→ **WRITTEN PROBLEM**: Look in the data below for the line that contains "Objective — one point per instance of the dark metal". Copy that line and the remaining lines exactly.

→ **DATA LINES**:
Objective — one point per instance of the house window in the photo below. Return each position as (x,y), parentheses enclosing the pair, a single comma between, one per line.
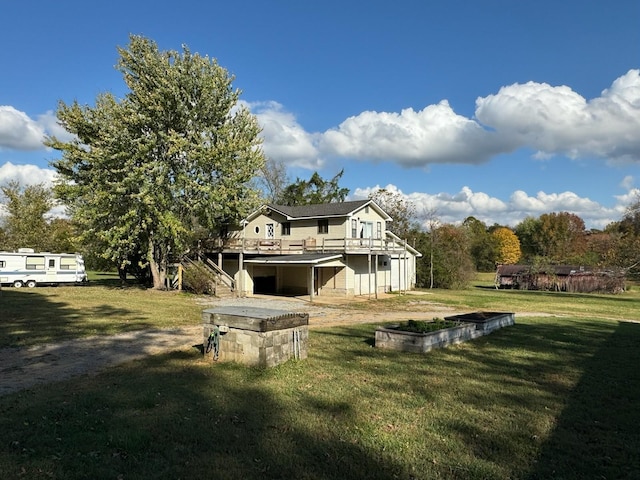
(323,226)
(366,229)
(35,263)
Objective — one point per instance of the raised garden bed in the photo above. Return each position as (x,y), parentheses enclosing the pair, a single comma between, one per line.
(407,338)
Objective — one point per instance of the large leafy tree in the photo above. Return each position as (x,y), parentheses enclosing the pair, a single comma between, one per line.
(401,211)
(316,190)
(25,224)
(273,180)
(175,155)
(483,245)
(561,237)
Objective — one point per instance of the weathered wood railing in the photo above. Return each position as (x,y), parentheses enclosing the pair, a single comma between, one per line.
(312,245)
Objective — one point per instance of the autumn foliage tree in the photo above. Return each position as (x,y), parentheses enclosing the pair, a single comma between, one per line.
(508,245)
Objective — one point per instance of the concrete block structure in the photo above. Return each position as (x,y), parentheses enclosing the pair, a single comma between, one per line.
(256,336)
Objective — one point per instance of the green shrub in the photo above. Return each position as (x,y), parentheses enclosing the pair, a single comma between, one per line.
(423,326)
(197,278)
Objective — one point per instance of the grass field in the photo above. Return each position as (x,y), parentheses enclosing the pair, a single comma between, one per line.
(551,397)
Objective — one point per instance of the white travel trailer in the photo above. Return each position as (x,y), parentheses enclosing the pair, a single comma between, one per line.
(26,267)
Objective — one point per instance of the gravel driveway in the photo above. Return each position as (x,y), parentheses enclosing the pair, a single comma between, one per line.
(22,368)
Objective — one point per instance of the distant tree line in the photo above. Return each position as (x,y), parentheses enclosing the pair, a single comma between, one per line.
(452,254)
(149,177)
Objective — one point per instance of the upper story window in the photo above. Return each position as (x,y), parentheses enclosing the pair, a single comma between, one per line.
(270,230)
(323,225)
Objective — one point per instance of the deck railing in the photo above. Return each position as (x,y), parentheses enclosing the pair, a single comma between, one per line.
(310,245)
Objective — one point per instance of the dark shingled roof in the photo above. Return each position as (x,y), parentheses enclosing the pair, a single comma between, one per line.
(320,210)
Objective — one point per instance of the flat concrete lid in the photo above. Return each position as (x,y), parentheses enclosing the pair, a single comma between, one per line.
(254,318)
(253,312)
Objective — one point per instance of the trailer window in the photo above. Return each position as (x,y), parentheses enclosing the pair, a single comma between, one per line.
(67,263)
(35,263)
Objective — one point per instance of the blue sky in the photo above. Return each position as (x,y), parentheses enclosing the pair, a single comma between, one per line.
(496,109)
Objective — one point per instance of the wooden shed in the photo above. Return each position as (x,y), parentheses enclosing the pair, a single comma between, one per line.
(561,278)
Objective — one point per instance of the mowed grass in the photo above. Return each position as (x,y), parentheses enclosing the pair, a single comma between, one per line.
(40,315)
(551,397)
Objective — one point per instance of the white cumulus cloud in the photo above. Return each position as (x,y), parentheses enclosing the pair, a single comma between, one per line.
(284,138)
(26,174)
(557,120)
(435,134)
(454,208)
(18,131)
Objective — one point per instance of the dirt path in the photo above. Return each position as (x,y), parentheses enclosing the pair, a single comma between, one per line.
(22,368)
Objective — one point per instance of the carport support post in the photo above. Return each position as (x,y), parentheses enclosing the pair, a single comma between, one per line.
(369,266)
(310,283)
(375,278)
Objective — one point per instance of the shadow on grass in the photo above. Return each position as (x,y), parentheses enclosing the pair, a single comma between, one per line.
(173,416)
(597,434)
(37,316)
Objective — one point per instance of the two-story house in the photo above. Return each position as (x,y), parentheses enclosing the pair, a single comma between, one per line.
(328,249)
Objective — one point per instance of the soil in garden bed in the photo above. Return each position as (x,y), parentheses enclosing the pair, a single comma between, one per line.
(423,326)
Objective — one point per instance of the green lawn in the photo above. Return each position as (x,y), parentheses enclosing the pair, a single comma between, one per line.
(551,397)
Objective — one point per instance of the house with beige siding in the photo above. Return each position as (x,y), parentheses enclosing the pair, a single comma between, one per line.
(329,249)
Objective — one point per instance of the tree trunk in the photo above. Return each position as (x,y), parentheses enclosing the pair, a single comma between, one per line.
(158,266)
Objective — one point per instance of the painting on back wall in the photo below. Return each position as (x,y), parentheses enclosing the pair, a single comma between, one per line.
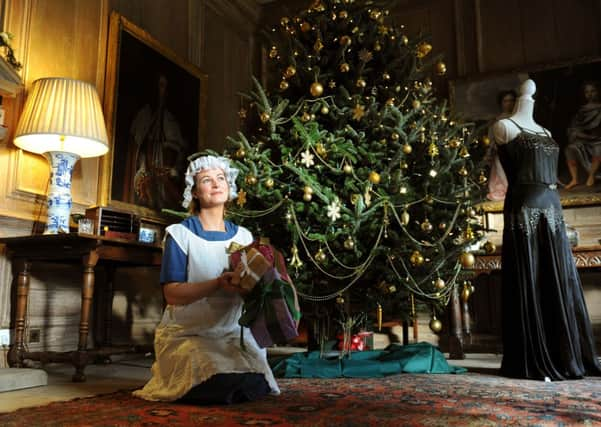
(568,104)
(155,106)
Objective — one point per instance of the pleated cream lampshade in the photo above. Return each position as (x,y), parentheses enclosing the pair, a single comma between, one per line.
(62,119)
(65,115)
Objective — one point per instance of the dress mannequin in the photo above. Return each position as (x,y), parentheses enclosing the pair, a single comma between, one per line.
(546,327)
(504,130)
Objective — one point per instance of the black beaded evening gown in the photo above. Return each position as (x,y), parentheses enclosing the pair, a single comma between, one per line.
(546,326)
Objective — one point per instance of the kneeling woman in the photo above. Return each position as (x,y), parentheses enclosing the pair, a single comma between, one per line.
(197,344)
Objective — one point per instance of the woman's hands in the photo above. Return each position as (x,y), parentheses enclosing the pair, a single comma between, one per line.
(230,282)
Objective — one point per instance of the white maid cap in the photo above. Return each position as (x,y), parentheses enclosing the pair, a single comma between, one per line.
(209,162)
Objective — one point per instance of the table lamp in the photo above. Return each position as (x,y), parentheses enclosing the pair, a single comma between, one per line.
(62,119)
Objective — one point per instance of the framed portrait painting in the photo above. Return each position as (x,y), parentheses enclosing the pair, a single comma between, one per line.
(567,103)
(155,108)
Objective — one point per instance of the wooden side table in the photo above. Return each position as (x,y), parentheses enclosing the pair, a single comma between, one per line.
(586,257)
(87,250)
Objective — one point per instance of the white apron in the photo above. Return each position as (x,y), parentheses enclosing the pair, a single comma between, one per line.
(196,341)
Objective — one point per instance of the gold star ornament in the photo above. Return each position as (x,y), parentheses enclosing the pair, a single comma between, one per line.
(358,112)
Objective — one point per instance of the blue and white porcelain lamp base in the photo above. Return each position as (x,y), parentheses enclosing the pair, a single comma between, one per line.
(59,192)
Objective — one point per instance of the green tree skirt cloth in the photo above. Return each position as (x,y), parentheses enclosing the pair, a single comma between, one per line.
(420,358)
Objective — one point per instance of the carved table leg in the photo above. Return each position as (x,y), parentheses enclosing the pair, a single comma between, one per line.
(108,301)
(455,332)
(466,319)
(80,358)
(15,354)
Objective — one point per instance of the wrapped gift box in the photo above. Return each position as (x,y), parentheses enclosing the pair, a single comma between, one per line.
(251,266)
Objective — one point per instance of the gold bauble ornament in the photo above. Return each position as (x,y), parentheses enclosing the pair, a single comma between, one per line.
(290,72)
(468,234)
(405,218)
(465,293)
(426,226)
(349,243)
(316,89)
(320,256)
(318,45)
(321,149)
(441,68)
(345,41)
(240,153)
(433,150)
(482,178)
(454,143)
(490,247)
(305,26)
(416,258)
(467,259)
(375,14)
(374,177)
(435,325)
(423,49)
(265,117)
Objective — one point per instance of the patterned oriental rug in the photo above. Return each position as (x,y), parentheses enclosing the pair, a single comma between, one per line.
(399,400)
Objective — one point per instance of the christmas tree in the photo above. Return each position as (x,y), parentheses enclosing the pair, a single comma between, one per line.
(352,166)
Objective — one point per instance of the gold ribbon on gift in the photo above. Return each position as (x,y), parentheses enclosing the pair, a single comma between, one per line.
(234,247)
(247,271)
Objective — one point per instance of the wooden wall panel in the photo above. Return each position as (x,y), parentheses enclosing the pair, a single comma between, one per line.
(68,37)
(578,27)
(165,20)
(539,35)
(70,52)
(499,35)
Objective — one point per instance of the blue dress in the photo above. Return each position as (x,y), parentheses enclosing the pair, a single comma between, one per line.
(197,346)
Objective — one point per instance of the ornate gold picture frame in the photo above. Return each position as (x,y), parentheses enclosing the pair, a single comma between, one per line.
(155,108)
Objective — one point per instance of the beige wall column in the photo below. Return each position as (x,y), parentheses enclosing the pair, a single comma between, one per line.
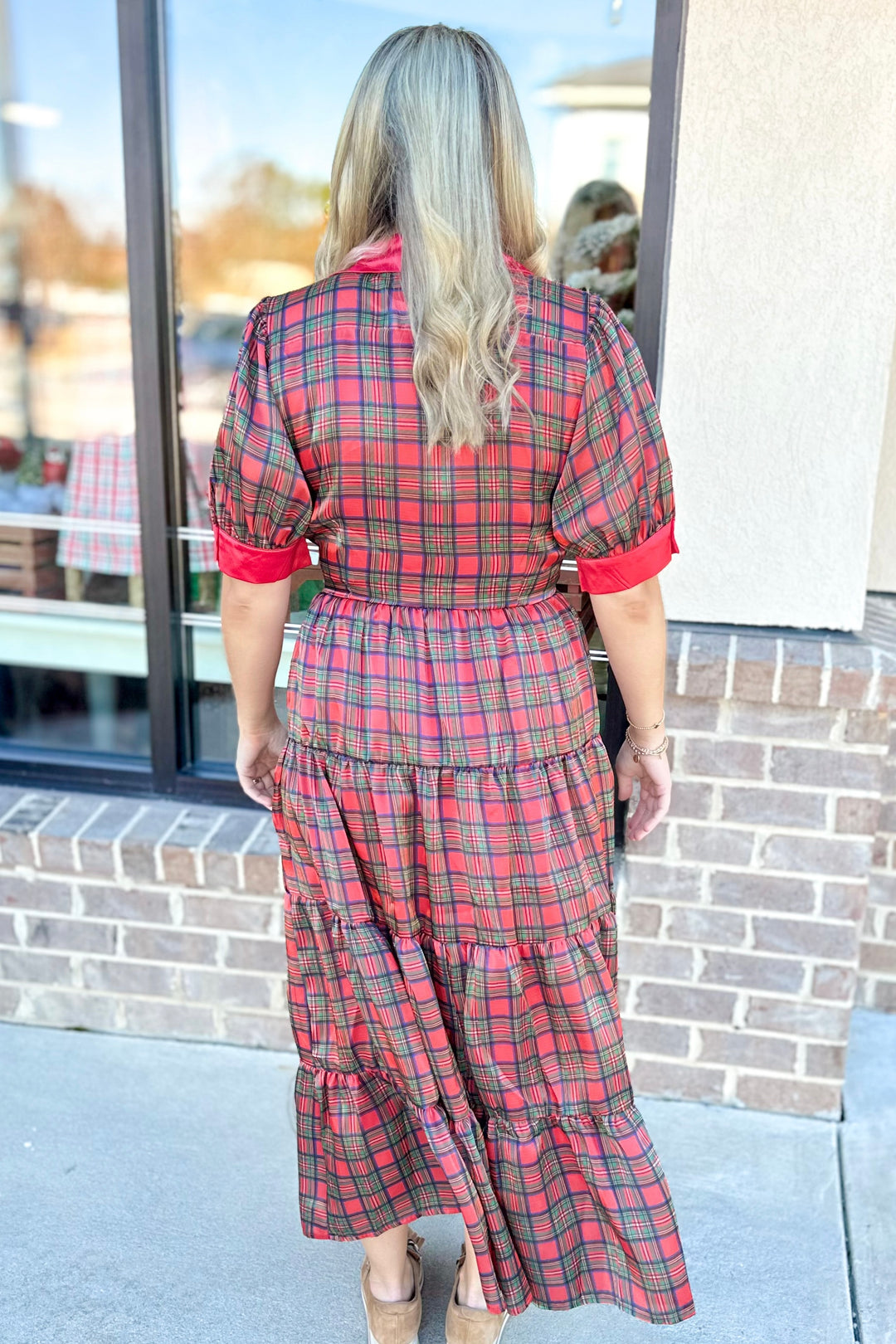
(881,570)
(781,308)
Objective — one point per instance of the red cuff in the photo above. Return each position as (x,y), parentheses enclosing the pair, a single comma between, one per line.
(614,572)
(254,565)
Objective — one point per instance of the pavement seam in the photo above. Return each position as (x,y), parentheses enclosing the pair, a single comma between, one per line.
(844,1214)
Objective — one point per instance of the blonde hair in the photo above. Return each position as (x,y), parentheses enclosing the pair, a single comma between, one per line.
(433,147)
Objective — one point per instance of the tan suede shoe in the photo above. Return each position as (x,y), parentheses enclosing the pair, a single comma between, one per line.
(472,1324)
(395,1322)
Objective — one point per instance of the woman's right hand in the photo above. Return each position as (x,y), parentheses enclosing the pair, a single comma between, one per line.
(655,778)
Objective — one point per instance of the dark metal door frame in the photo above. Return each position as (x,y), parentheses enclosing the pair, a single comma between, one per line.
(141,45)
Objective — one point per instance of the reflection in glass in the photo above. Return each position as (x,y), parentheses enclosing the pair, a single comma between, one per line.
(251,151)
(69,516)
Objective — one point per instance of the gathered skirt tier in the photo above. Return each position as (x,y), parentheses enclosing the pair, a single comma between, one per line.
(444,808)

→ **TASK SOLUTION**:
Objective — one point per instance of the dark metal door frame in the photo above. Return each position as (x,y), parentheses enclosing the pair, a single comma between, one per line.
(141,45)
Objective — one point per instance of the reflection in glass in the photo above. Return each position as (x,y), parentheses enclosing the pair, a single comma between, one per line.
(251,151)
(69,516)
Objective — one point per instance of the gathered skirt tier in the photo above. Return each position as (x,y), parentheses enclosing the pair, a single comma between, one per line.
(444,808)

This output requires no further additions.